_Task_
Within the data below, find the string "absolute" and return each line where it occurs.

*** Opening Data under study ***

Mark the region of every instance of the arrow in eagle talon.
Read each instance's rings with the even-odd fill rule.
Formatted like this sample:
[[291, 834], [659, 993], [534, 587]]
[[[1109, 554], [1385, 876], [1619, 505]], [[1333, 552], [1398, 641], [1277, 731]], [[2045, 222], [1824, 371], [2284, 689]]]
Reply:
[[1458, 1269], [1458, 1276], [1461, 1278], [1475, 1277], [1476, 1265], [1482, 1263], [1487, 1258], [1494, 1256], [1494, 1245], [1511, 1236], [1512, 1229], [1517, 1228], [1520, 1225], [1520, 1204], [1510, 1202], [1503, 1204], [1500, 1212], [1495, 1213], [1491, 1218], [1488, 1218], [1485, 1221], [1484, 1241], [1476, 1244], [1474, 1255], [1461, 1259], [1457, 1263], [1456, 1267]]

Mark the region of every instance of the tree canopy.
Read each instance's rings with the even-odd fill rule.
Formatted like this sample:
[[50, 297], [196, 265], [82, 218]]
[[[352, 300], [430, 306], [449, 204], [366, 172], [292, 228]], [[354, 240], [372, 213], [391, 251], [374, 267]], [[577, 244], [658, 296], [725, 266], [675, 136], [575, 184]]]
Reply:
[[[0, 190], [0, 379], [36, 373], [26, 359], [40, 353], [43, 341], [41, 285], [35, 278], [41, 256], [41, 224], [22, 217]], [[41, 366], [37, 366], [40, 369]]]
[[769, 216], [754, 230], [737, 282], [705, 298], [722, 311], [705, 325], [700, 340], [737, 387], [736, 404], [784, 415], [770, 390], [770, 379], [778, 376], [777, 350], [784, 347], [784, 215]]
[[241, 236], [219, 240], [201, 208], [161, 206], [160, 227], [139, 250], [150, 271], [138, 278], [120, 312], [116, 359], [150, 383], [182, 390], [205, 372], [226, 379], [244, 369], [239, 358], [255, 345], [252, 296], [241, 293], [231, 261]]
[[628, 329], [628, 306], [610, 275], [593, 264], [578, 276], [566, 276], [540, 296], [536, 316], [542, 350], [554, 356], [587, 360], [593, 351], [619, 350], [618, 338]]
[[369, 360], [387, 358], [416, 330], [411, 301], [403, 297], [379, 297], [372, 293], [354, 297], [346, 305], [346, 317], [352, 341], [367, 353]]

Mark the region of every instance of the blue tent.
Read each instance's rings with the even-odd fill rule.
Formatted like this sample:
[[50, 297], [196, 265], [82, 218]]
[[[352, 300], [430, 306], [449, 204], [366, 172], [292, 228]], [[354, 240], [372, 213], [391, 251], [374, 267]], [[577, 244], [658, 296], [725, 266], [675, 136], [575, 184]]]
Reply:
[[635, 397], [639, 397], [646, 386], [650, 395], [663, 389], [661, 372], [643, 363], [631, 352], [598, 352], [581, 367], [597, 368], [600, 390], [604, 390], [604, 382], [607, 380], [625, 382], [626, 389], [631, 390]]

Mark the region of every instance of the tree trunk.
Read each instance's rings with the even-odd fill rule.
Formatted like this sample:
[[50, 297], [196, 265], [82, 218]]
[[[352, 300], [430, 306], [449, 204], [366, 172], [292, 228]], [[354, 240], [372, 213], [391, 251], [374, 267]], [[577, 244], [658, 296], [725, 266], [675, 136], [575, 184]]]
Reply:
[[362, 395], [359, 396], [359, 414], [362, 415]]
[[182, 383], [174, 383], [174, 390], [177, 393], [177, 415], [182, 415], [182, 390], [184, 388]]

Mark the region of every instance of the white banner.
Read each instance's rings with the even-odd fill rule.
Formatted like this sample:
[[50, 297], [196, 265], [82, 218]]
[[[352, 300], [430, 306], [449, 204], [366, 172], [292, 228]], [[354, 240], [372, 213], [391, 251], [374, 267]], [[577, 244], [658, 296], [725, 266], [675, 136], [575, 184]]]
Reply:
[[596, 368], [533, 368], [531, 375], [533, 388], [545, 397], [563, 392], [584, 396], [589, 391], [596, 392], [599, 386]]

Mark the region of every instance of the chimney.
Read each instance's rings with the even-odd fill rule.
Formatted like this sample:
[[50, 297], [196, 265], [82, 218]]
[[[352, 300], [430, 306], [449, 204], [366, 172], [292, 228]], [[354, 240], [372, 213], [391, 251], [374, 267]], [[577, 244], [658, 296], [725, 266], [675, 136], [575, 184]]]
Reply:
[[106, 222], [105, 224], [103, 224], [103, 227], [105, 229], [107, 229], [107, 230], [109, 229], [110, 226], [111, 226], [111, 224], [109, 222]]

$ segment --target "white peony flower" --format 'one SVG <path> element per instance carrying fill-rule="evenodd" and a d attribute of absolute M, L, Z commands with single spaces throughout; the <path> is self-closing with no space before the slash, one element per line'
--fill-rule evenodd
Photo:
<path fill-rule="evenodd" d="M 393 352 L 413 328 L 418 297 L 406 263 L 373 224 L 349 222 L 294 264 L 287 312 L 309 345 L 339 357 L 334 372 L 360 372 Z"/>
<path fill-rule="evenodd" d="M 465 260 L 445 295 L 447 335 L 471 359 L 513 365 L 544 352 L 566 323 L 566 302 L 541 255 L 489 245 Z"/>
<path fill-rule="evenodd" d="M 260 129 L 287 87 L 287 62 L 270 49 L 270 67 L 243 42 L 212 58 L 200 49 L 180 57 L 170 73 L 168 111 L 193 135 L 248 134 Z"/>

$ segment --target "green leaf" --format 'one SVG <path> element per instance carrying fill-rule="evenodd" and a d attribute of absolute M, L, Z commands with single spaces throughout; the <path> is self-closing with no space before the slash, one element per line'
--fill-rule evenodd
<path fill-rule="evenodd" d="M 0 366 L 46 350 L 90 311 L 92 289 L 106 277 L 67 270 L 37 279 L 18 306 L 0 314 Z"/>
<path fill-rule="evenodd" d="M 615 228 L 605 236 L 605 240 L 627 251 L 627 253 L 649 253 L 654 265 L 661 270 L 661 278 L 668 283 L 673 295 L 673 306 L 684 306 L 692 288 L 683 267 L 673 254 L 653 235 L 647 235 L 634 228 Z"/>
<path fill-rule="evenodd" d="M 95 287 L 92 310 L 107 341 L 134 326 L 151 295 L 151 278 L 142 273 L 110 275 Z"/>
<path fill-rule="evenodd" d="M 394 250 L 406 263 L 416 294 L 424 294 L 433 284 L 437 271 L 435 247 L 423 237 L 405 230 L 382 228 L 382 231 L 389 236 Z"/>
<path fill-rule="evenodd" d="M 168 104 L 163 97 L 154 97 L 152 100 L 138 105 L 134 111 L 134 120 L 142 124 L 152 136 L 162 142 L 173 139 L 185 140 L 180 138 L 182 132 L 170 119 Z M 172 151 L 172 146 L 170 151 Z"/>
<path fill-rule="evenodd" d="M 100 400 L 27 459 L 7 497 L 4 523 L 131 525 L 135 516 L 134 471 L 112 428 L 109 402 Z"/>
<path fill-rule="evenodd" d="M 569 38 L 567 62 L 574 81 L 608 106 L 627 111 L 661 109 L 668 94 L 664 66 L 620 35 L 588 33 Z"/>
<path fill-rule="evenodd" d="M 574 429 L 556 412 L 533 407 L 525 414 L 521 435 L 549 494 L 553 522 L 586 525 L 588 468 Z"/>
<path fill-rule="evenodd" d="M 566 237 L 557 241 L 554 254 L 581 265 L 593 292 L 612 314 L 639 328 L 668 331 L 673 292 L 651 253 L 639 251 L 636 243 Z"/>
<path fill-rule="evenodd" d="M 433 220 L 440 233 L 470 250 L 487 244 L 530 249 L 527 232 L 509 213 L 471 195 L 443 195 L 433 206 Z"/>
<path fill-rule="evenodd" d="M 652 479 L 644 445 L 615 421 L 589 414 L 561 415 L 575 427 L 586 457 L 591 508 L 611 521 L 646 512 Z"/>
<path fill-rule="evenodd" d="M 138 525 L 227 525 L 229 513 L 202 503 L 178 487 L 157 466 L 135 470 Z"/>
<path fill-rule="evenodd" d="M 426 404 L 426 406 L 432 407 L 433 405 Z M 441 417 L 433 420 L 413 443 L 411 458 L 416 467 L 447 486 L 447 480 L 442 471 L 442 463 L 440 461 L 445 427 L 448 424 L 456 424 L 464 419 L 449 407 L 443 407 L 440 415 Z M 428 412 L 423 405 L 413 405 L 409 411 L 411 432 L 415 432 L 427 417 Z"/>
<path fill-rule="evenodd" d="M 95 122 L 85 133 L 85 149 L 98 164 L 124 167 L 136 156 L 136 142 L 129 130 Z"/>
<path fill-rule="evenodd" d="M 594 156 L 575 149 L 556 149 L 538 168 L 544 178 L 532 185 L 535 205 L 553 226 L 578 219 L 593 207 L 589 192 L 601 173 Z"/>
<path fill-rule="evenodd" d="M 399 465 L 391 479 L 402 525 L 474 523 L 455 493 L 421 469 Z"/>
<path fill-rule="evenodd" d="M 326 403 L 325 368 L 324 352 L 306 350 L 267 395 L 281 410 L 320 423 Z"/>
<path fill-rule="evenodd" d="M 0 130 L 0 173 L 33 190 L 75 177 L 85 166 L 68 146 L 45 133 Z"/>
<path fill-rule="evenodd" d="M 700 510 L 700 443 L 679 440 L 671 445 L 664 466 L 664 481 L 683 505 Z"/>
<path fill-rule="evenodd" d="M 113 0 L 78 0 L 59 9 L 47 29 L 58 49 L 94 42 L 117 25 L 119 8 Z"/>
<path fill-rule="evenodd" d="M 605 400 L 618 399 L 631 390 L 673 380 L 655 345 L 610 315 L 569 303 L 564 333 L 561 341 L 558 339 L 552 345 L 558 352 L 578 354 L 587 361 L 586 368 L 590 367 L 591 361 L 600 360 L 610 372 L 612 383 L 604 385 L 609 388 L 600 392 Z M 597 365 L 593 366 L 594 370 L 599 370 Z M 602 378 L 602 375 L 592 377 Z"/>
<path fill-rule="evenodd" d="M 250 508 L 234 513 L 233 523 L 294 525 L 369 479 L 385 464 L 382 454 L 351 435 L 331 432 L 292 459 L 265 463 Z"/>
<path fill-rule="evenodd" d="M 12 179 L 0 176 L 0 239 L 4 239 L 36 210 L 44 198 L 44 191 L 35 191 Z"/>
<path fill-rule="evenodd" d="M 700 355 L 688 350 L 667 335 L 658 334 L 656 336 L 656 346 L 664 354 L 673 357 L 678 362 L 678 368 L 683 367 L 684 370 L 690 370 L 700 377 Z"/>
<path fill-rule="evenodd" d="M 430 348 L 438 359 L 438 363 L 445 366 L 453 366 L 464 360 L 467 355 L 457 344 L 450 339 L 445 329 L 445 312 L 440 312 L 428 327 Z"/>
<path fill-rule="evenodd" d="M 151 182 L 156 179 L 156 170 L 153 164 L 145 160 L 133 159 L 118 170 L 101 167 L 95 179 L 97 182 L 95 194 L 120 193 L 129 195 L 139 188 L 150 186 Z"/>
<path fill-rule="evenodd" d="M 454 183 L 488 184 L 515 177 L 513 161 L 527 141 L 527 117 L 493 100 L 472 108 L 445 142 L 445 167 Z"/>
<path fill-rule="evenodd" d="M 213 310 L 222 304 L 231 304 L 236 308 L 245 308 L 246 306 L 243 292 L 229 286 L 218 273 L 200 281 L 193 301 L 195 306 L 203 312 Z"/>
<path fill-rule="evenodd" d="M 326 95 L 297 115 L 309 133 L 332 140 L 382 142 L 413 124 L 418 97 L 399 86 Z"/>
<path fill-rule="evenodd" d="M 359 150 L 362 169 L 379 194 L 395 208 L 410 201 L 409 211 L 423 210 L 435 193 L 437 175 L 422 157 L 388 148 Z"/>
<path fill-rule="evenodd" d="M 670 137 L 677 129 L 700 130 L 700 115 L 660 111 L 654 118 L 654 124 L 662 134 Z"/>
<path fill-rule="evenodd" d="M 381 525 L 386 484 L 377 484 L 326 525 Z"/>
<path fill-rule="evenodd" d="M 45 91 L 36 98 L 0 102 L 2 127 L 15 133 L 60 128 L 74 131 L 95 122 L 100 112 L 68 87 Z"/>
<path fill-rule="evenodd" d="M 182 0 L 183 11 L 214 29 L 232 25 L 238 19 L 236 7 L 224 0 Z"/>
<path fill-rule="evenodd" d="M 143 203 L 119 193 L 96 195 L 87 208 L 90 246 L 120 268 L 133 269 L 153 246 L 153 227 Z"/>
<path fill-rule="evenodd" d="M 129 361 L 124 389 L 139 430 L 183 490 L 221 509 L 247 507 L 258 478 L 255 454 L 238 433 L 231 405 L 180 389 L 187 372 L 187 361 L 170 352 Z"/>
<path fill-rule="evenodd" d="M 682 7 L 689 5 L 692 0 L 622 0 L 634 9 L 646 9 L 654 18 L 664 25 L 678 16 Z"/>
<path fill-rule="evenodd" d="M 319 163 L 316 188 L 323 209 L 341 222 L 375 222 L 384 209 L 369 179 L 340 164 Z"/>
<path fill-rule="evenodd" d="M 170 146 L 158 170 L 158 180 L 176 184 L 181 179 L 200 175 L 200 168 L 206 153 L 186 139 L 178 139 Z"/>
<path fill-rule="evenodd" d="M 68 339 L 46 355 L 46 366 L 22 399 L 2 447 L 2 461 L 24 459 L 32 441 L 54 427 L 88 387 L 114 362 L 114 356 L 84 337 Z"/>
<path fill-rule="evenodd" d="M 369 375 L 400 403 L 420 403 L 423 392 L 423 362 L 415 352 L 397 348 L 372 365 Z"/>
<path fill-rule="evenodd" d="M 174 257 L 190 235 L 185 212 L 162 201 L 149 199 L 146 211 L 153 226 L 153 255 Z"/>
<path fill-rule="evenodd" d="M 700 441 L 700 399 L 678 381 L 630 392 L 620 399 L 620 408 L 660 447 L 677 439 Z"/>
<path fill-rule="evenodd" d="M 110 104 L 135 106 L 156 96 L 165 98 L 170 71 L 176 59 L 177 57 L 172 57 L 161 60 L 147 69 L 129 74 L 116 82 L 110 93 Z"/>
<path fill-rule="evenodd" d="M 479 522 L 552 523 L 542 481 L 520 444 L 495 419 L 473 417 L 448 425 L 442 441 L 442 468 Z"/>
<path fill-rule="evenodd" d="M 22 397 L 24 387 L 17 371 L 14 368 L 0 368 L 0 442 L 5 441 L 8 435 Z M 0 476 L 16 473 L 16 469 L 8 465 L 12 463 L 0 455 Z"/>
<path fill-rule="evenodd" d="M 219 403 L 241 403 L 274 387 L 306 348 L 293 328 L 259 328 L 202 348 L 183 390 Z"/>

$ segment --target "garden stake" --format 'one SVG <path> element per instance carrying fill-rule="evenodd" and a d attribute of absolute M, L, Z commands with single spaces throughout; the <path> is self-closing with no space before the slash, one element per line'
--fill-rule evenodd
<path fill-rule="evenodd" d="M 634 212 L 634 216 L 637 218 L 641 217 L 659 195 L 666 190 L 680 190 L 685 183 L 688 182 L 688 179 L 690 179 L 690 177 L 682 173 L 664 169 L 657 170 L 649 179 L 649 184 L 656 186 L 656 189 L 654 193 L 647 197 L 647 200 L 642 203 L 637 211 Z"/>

*** Closing Data under study ***

_Response area_
$ segment --target "white peony flower" --format 'one SVG <path> element per instance carrying fill-rule="evenodd" and a d attribute of absolute M, L, Z commands with single spaces throughout; the <path> is self-closing with no space before the slash, one element per line'
$ segment --target "green leaf" --format 'one SVG <path> element per instance carrying fill-rule="evenodd" and a d attribute of absolute M, L, Z commands with single spaces throughout; the <path> is self-closing with no space before the slash, one element per line'
$ segment --target "garden stake" --format 'one SVG <path> element per instance carrying fill-rule="evenodd" and a d attribute of absolute M, L, Z commands with single spaces throughout; the <path> is self-closing with no space before the slash, one element per line'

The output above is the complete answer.